** begin Raw records **

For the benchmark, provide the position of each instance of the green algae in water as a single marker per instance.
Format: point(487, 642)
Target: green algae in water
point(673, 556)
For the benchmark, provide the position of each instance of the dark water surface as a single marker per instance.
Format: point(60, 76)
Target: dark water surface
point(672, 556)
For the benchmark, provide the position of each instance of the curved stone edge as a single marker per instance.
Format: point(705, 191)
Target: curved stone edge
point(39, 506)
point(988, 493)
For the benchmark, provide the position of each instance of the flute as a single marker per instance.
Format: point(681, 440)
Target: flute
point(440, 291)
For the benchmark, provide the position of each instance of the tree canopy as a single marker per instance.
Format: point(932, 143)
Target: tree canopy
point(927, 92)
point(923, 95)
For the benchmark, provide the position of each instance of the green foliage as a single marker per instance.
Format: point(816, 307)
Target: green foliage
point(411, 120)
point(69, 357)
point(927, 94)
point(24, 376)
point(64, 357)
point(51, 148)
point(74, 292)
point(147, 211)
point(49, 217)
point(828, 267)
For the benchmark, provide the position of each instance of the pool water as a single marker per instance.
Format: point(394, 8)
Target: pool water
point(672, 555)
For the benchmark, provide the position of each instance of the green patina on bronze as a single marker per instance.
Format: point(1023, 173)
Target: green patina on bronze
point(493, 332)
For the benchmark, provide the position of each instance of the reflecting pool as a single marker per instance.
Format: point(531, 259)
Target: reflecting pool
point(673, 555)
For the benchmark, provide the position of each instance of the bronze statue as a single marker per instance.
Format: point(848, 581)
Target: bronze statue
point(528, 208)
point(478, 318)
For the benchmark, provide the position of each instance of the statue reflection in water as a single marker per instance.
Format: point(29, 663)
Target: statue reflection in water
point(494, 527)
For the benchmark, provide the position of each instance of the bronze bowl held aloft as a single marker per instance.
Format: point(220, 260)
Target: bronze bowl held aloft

** end Raw records **

- _Instruction_
Arrange the lines above as a Markdown table with the columns Row and Line, giving each line a row number and leaving out blank lines. Start with the line containing "canopy as a single marker per instance." and continue through the last line, including both.

- _Exercise answer_
| Row | Line |
|---|---|
| 1 | For the benchmark, provide the position of each instance of the tree canopy as a single marker per instance. |
| 2 | Format: point(932, 143) |
| 3 | Target: tree canopy |
| 4 | point(927, 92) |
| 5 | point(923, 95) |
| 6 | For the benchmark, provide the position of each instance of the green foliage as a single marker per instance. |
| 7 | Format: point(816, 307) |
| 8 | Target: green foliage |
| 9 | point(411, 120) |
| 10 | point(69, 357) |
| 11 | point(927, 94) |
| 12 | point(24, 376) |
| 13 | point(64, 357) |
| 14 | point(51, 148) |
| 15 | point(74, 292) |
| 16 | point(147, 211) |
| 17 | point(49, 217) |
| 18 | point(828, 267) |
| 19 | For the benchmark, provide the position of each instance of the pool water as a single marker per instance. |
| 20 | Format: point(394, 8) |
| 21 | Target: pool water |
| 22 | point(672, 555) |
| 23 | For the benchmark, provide the position of each instance of the green patina on bronze as a single marker per instance. |
| 24 | Format: point(1023, 173) |
| 25 | Target: green patina on bronze |
| 26 | point(493, 332) |
| 27 | For the benchmark, provide the position of each instance of the reflecting pool as a single marker per instance. |
| 28 | Format: point(531, 259) |
| 29 | Target: reflecting pool |
| 30 | point(673, 555) |
| 31 | For the benchmark, provide the position of each instance of the bronze statue as a single marker per instance. |
| 32 | Format: point(848, 581) |
| 33 | Target: bronze statue |
| 34 | point(528, 208) |
| 35 | point(478, 318) |
| 36 | For the benchmark, provide the position of each instance of the statue reflection in water as a single marker per instance. |
| 37 | Format: point(29, 663) |
| 38 | Target: statue reflection in water |
| 39 | point(494, 527) |
| 40 | For the benchmark, provide the position of each instance of the bronze bowl held aloft as a single marker per instance. |
| 41 | Format: point(220, 260) |
| 42 | Target: bronze bowl held aloft |